■ SHORT TASK: Copy the data below word for word, starting at the line that contains "Give the mask of every instance of the crowd of spectators" and ending at the last line of the data.

■ PROVIDED RECORDS:
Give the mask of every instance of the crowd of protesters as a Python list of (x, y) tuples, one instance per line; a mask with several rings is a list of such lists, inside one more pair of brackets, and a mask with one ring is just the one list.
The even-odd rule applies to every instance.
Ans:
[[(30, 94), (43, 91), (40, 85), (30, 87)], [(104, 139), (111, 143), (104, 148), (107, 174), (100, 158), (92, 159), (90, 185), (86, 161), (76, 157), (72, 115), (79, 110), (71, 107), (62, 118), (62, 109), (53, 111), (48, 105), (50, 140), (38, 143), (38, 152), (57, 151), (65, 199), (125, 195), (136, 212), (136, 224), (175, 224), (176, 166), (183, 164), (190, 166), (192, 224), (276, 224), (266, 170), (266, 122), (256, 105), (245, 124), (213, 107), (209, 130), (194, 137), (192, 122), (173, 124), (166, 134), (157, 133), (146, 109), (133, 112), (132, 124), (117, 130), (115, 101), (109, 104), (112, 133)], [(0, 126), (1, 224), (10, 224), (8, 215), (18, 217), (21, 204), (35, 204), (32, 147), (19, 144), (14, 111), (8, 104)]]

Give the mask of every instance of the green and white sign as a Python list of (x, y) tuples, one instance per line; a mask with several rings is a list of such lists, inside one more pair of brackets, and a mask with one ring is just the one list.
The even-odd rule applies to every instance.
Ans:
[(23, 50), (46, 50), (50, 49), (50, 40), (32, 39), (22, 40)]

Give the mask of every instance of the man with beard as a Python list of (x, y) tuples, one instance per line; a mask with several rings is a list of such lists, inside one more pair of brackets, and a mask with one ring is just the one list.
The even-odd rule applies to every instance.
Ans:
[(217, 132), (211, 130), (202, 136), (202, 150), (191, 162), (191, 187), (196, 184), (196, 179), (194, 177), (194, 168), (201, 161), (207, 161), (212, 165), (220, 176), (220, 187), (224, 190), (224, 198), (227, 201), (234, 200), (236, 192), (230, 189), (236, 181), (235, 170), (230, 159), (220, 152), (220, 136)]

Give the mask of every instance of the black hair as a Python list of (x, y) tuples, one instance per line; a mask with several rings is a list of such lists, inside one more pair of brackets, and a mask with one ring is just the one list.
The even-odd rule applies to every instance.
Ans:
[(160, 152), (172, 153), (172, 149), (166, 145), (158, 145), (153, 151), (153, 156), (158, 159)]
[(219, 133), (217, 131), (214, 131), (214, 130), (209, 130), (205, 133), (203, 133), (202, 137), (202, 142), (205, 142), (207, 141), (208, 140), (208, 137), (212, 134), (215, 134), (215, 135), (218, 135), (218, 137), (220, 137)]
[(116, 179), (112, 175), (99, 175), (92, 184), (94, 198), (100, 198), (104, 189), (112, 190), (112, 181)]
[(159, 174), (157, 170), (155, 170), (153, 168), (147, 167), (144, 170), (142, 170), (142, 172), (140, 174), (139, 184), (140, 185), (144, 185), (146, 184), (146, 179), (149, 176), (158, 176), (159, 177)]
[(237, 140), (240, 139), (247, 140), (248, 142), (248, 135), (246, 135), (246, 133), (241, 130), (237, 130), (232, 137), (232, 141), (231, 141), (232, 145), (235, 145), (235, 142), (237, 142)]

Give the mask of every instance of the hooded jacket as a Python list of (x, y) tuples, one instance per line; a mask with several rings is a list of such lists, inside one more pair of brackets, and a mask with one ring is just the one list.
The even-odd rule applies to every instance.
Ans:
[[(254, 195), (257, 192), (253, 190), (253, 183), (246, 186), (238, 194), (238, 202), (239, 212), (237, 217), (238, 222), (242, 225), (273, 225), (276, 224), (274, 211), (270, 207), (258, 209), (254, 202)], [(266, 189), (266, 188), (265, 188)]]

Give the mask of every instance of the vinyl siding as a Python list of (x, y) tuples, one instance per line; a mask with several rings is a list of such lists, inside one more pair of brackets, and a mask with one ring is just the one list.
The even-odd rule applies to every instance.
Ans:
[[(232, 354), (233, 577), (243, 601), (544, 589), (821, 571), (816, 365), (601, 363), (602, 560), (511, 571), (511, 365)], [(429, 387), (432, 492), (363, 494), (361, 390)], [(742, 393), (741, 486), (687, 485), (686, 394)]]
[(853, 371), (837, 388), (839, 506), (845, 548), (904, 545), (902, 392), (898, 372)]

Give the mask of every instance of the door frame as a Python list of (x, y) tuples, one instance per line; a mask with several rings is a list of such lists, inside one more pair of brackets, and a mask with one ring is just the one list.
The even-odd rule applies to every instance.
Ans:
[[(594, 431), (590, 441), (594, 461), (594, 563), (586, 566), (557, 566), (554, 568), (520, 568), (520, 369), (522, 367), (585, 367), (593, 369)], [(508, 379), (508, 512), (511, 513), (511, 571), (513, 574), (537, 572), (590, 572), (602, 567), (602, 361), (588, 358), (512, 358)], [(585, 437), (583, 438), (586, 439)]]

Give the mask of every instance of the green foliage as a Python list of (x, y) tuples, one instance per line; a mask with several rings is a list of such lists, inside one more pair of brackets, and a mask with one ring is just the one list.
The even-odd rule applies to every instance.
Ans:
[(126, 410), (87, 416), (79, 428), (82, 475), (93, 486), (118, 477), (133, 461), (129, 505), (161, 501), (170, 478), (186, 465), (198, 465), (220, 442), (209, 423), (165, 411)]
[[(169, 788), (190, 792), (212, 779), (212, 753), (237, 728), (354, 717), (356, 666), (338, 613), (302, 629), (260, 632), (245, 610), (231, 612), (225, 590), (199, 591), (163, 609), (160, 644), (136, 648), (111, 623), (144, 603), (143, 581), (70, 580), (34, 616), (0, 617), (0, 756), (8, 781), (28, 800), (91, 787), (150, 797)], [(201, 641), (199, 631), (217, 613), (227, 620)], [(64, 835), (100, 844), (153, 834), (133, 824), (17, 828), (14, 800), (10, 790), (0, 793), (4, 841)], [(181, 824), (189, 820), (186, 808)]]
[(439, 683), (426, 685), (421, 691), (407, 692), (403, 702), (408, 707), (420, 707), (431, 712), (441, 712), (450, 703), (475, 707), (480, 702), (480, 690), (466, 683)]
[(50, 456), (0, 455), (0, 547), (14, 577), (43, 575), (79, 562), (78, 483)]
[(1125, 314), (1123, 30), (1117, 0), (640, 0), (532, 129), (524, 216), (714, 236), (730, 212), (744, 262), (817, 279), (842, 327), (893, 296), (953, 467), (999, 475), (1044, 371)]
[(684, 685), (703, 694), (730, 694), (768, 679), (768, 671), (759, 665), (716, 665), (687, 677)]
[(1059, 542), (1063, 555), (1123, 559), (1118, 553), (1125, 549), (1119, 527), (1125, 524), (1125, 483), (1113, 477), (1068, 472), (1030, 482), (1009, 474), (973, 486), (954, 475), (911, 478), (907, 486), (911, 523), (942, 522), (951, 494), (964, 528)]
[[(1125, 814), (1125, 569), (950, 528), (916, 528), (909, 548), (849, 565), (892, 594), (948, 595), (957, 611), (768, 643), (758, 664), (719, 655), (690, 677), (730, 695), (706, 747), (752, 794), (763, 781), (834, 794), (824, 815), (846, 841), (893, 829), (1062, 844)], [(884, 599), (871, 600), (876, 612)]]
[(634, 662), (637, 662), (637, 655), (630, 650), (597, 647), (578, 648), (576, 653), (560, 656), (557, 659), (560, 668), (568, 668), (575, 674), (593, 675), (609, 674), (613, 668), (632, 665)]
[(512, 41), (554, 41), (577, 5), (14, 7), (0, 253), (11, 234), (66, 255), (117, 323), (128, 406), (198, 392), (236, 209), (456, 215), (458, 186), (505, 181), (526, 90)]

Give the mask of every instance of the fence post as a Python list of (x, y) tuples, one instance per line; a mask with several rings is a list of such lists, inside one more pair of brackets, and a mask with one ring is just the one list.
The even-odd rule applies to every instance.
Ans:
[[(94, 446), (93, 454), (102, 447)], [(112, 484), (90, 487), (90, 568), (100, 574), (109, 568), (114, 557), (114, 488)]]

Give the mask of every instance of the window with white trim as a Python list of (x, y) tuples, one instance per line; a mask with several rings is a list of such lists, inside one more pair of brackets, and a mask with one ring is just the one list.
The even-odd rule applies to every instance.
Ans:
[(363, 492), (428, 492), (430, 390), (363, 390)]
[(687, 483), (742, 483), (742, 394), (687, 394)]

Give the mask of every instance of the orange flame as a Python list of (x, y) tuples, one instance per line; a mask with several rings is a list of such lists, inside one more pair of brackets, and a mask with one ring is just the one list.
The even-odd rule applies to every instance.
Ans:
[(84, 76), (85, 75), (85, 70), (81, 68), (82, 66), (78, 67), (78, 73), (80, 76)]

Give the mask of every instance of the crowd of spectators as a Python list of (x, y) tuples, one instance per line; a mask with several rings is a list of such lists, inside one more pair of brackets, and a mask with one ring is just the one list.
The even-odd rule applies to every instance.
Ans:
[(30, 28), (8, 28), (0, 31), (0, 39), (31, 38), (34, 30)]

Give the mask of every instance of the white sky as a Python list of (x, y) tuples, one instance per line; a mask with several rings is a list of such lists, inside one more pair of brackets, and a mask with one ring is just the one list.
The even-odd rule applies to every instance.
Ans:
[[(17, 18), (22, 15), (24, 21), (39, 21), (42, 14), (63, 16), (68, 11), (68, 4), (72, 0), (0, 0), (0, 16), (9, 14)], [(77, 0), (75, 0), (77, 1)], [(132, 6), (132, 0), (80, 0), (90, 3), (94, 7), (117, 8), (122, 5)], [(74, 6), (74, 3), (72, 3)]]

■ RESPONSE:
Give the mask of every instance of the crowd of spectators as a Python list of (x, y) tuples, one instance per line; a mask with several rings is a list of such lists, inside one more pair of brackets, and a mask with one ring is just the one list.
The even-odd rule applies to every instance.
Ans:
[(30, 28), (8, 28), (0, 31), (0, 39), (31, 38), (34, 30)]

Give the mask of every instance of the white sky as a Python list of (x, y) tuples, one instance per line; a mask with several rings is a list of such lists, inside one more pair of brackets, and a mask with one ring is just the one list.
The even-odd rule applies to every instance.
Ans:
[[(17, 18), (22, 15), (24, 21), (39, 21), (42, 14), (63, 16), (68, 11), (68, 4), (72, 0), (0, 0), (0, 16), (9, 14)], [(77, 0), (75, 0), (77, 1)], [(132, 6), (132, 0), (80, 0), (90, 3), (94, 7), (117, 8), (122, 5)], [(74, 6), (74, 3), (72, 3)]]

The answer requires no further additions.